Begin

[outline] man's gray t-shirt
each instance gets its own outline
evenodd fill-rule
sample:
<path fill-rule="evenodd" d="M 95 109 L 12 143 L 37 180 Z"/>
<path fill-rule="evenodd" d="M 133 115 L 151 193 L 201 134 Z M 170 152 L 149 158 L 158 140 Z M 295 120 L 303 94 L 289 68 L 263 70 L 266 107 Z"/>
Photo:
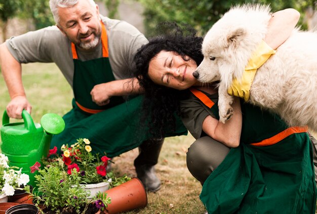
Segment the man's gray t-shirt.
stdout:
<path fill-rule="evenodd" d="M 115 79 L 131 77 L 129 69 L 137 49 L 147 42 L 144 35 L 123 21 L 100 16 L 108 36 L 109 59 Z M 20 63 L 54 62 L 72 87 L 74 64 L 71 42 L 56 26 L 12 37 L 6 45 Z M 77 50 L 78 59 L 87 61 L 102 57 L 101 42 L 89 51 Z"/>

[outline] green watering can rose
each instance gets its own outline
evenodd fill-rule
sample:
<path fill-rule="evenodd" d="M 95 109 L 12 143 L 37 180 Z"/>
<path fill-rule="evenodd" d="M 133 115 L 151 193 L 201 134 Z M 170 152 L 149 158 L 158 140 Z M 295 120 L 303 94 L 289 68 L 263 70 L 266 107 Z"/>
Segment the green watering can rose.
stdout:
<path fill-rule="evenodd" d="M 62 132 L 65 122 L 60 116 L 48 113 L 41 118 L 41 124 L 35 123 L 25 110 L 22 111 L 22 117 L 23 122 L 10 123 L 5 110 L 0 129 L 1 151 L 8 156 L 11 166 L 23 168 L 22 172 L 30 177 L 28 184 L 35 187 L 36 173 L 30 173 L 30 166 L 36 161 L 41 162 L 42 157 L 47 156 L 53 135 Z"/>

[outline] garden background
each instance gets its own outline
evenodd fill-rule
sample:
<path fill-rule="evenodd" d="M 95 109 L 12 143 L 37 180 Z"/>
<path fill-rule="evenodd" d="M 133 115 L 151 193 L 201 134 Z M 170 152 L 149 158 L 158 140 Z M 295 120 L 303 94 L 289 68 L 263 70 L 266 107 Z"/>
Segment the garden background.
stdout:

End

= What to do =
Rename "instance" to "object" throughout the records and reproduce them with nothing else changed, leaving out the pictures.

= Response to the task =
[outline] man's gray t-shirt
each object gets its own outline
evenodd fill-rule
sample:
<path fill-rule="evenodd" d="M 95 109 L 12 143 L 37 180 Z"/>
<path fill-rule="evenodd" d="M 133 115 L 151 193 L 201 134 Z M 170 152 L 149 158 L 158 140 Z M 295 120 L 303 94 L 289 68 L 263 70 L 266 107 Z"/>
Photo:
Segment the man's gray t-shirt.
stdout:
<path fill-rule="evenodd" d="M 115 79 L 131 77 L 129 69 L 137 49 L 147 42 L 144 35 L 123 21 L 100 16 L 108 36 L 109 59 Z M 20 63 L 54 62 L 72 87 L 74 64 L 71 42 L 56 26 L 12 37 L 6 45 Z M 77 50 L 78 59 L 87 61 L 102 57 L 101 42 L 89 51 Z"/>

[outline] green watering can rose
each object gets its own outline
evenodd fill-rule
sample:
<path fill-rule="evenodd" d="M 95 109 L 12 143 L 37 180 Z"/>
<path fill-rule="evenodd" d="M 133 115 L 151 193 L 201 134 Z M 170 152 L 149 158 L 158 140 Z M 295 120 L 303 94 L 289 68 L 263 70 L 266 107 Z"/>
Segment the green watering can rose.
stdout:
<path fill-rule="evenodd" d="M 62 132 L 65 122 L 60 116 L 48 113 L 41 118 L 41 124 L 35 123 L 25 110 L 22 111 L 22 117 L 23 122 L 10 123 L 5 110 L 0 129 L 1 151 L 8 156 L 11 166 L 23 168 L 22 172 L 30 177 L 28 184 L 35 187 L 36 173 L 30 173 L 30 166 L 36 161 L 41 162 L 42 157 L 47 156 L 53 135 Z"/>

[outline] garden background
each object gets its own outline
evenodd fill-rule
sample:
<path fill-rule="evenodd" d="M 95 109 L 12 143 L 37 180 Z"/>
<path fill-rule="evenodd" d="M 133 115 L 151 193 L 201 134 Z M 170 152 L 149 158 L 158 140 Z M 295 120 L 303 94 L 289 68 L 263 70 L 266 107 Z"/>
Segment the garden background.
stdout:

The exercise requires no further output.